What to do ▸
Extract the lines of the material below unchanged, beginning with the line that contains "Target: cocker spaniel" and continuing through the last line of the material.

============

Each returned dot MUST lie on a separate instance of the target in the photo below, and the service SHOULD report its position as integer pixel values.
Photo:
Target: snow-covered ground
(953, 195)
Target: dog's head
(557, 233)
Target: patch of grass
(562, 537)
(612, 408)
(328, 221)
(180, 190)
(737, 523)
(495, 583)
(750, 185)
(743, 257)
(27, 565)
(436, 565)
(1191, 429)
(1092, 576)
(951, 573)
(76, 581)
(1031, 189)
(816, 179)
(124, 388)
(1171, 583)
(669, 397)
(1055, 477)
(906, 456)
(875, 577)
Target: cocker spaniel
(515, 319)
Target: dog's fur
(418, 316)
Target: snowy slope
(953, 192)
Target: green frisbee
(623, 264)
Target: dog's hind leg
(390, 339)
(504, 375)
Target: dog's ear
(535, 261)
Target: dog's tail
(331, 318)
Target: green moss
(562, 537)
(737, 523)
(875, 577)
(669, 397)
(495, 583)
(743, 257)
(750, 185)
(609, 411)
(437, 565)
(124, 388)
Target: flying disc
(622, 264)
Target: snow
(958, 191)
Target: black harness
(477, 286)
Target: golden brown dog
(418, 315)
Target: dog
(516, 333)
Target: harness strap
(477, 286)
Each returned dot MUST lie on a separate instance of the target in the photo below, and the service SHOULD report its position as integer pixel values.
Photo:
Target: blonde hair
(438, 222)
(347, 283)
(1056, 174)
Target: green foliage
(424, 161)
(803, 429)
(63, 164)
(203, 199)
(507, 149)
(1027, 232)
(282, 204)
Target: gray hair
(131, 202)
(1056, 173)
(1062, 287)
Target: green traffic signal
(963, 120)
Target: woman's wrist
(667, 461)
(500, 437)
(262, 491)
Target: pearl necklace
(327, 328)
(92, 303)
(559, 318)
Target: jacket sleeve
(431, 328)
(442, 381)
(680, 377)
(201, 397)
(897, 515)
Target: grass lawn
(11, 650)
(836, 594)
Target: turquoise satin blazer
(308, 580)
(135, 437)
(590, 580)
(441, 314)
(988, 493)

============

Final result ▸
Target: cocker spaniel
(515, 319)
Target: dog's fur
(418, 316)
Target: snowy slope
(953, 192)
Target: green frisbee
(623, 264)
Target: dog's hind leg
(390, 339)
(504, 375)
Target: dog's ear
(535, 261)
Target: dog's tail
(331, 318)
Target: green moss
(562, 537)
(737, 523)
(875, 577)
(669, 397)
(495, 583)
(743, 257)
(750, 185)
(609, 411)
(437, 565)
(124, 388)
Target: flying disc
(622, 264)
Target: snow
(958, 191)
Target: black harness
(477, 286)
Target: golden brown dog
(418, 315)
Target: dog
(516, 333)
Target: harness strap
(477, 286)
Each returned dot MUST lie on a separate instance of the target in the photo below, and the service SHOULD report its position as integer pixel values.
Photo:
Target: blonde hair
(438, 222)
(347, 283)
(1056, 174)
Target: green foliage
(424, 161)
(803, 429)
(63, 164)
(203, 199)
(507, 149)
(1027, 232)
(282, 204)
Target: gray hair
(131, 202)
(1056, 173)
(1062, 287)
Target: green traffic signal
(963, 120)
Target: woman's wrist
(667, 461)
(500, 437)
(262, 491)
Target: pearl necklace
(327, 328)
(92, 303)
(559, 318)
Target: jacket sleeve
(431, 328)
(442, 381)
(680, 377)
(201, 397)
(897, 515)
Target: grass lawn
(11, 650)
(836, 594)
Target: turquoise satin blazer
(308, 580)
(135, 437)
(590, 580)
(441, 314)
(988, 493)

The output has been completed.